##### Material for the task #####
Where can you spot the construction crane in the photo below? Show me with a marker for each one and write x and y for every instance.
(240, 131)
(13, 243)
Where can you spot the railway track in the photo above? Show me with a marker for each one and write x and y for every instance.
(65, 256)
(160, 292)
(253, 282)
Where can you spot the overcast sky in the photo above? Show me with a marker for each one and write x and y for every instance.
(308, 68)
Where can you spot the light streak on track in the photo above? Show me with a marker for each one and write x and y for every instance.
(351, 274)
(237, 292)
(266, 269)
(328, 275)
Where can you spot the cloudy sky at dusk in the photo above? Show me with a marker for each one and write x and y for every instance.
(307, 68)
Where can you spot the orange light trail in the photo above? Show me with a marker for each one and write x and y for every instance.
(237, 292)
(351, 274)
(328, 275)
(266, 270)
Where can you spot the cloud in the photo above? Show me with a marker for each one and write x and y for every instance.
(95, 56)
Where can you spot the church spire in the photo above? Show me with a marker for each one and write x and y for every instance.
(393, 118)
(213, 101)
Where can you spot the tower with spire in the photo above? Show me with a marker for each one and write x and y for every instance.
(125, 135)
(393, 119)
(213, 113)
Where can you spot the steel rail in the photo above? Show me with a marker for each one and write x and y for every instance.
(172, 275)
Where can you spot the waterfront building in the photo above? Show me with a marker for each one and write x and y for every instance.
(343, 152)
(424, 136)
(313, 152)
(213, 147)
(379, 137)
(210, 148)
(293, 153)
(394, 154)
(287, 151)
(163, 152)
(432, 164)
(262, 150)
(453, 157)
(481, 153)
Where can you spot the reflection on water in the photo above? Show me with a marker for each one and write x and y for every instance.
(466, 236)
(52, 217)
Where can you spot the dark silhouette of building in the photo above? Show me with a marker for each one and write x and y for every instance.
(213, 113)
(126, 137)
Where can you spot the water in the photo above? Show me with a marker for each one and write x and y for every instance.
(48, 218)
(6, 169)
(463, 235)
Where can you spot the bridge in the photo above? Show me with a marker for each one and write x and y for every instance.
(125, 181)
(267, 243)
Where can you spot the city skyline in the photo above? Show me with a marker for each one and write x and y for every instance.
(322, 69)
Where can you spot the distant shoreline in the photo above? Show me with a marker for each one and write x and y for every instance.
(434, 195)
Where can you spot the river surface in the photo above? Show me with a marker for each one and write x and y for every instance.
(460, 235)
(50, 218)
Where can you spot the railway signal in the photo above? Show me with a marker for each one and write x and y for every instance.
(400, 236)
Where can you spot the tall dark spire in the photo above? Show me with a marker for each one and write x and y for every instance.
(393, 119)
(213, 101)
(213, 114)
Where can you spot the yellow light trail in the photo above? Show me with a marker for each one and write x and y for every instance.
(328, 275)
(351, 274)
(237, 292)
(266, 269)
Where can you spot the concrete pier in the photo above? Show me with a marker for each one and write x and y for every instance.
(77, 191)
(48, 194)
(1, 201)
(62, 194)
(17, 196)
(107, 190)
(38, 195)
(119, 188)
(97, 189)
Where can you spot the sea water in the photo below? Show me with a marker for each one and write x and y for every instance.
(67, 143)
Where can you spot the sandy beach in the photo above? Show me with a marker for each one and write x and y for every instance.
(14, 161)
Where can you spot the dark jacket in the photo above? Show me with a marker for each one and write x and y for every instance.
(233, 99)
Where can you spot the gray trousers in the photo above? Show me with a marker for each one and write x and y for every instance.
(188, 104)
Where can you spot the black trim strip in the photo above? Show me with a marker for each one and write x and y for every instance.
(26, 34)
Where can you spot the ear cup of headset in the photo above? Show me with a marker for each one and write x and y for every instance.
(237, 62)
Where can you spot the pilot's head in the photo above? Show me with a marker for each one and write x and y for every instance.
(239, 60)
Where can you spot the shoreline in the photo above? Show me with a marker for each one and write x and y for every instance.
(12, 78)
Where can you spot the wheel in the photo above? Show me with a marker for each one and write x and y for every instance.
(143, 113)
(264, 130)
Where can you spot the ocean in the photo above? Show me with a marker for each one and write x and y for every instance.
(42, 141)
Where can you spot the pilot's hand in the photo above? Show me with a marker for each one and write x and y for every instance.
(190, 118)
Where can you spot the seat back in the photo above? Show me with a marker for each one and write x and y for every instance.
#####
What you need to do => Restate the data above word for word, please.

Completed task =>
Where can you spot the construction crane in the photo below? Show me with a marker for each one and write x and y for every instance.
(240, 131)
(13, 243)
Where can you spot the railway track in the photo above? Show me with a marker for each one and write x and y for every instance.
(65, 256)
(160, 292)
(253, 282)
Where can you spot the overcast sky in the photo above? Show me with a marker for each one and write x and y for every instance.
(308, 68)
Where can you spot the light streak on track in the photo above? Show me with a marker for each one and write x and y for every instance.
(351, 274)
(237, 292)
(266, 269)
(328, 275)
Where can you spot the cloudy sky at dusk in the photo above? Show me with a marker for each one and write x and y for every instance.
(307, 68)
Where can you spot the orange light trail in the photo above? Show me with a marker for each one and write x and y for every instance.
(237, 292)
(351, 274)
(328, 275)
(266, 270)
Where can you spot the cloud in the photo above? Show me with a marker for each one and write x and y for every instance.
(95, 56)
Where can you spot the church spire in the photo above? Show me with a marker for each one and write x and y for every instance.
(393, 118)
(213, 101)
Where can you spot the tower with spire in the photo above? Show me with a marker for each one and write x and y for every instance.
(125, 135)
(393, 119)
(213, 113)
Where can you spot the steel rail in the photo above? Show me with a marker for each one and write x and y for every instance.
(172, 275)
Where can you spot the waterfront building in the photo above? Show me with a marker for each one and write x and y for every instance.
(343, 152)
(424, 136)
(313, 152)
(213, 147)
(379, 137)
(210, 148)
(293, 153)
(394, 154)
(287, 151)
(163, 152)
(432, 164)
(262, 150)
(453, 157)
(481, 153)
Where can you spot the reflection on water in the photo above? Show me with a marker for each one and write x and y for every instance.
(466, 236)
(52, 217)
Where can you spot the dark silhouette of building in the photo above? Show me with a marker for each one and write x and y for every instance.
(213, 113)
(126, 137)
Where can you spot the water in the photo above? Show me with a marker for each one and write x and y for every instance.
(48, 218)
(6, 169)
(463, 235)
Where can you spot the bridge in the photo above? Show me with a marker for each one and write x and y for every instance.
(125, 181)
(267, 243)
Where can you spot the city skyline in the photo above? Show me with a marker for each one and write x and y for every instance.
(322, 69)
Where can you spot the distant shoreline in the photo above? Show me with a marker for each one and write x and y for every instance.
(434, 195)
Where can you spot the river surface in the photo above? Show me with a marker for each one and write x and y for every instance.
(460, 235)
(50, 218)
Where can you spot the railway signal in the photo above? Show me with a marker for each one and write x and y for every instance.
(400, 236)
Where can you spot the tall dark spire in the photo above? Show me with a marker for each one and write x and y for every instance.
(393, 119)
(213, 101)
(213, 114)
Where can you spot the yellow light trail in the photo above? Show me with a marker for each one and write x and y for every instance.
(328, 275)
(351, 274)
(237, 292)
(266, 269)
Where can you spot the concrete pier in the photo above? Show me with a marker for each one and write x and y for every instance.
(77, 191)
(48, 194)
(1, 201)
(62, 194)
(17, 196)
(107, 190)
(38, 195)
(119, 188)
(97, 189)
Where can you spot the sea water in the photo below? Show me with a marker for each one and write x and y for every instance.
(67, 143)
Where can you spot the sandy beach in the photo above? Show me with a marker for each one and write x and y for every instance.
(14, 161)
Where can you spot the dark jacket in the photo above? Show me with a marker for each one and write x and y for every instance.
(233, 99)
Where can you spot the gray trousers in the photo above? Show me with a marker for each one and write x and y for every instance.
(188, 104)
Where can you spot the black trim strip in the photo above? Show me with a marker for each one and write x and y for every instance.
(26, 34)
Where can you spot the ear cup of headset in the photo above? Show me with a marker for each one and write x and y for every instance.
(237, 62)
Where can you spot the pilot's head in the photo above? Show me with a marker for each one and write x and y for every instance.
(239, 60)
Where can you spot the shoreline in the photo above? Show me with a marker for each one and write x and y for every instance.
(12, 78)
Where can you spot the wheel in the photo above? Show me with a marker for each one and write x and y for every instance.
(143, 113)
(264, 130)
Where can you spot the ocean in the photo above? Show me with a marker for each one and write x and y for every instance.
(42, 141)
Where can you spot the pilot's hand in the photo above? Show me with a marker for each one and write x and y for every instance.
(190, 118)
Where can you spot the seat back in the photo above? Show me with a marker for each one and write x and y for every instance.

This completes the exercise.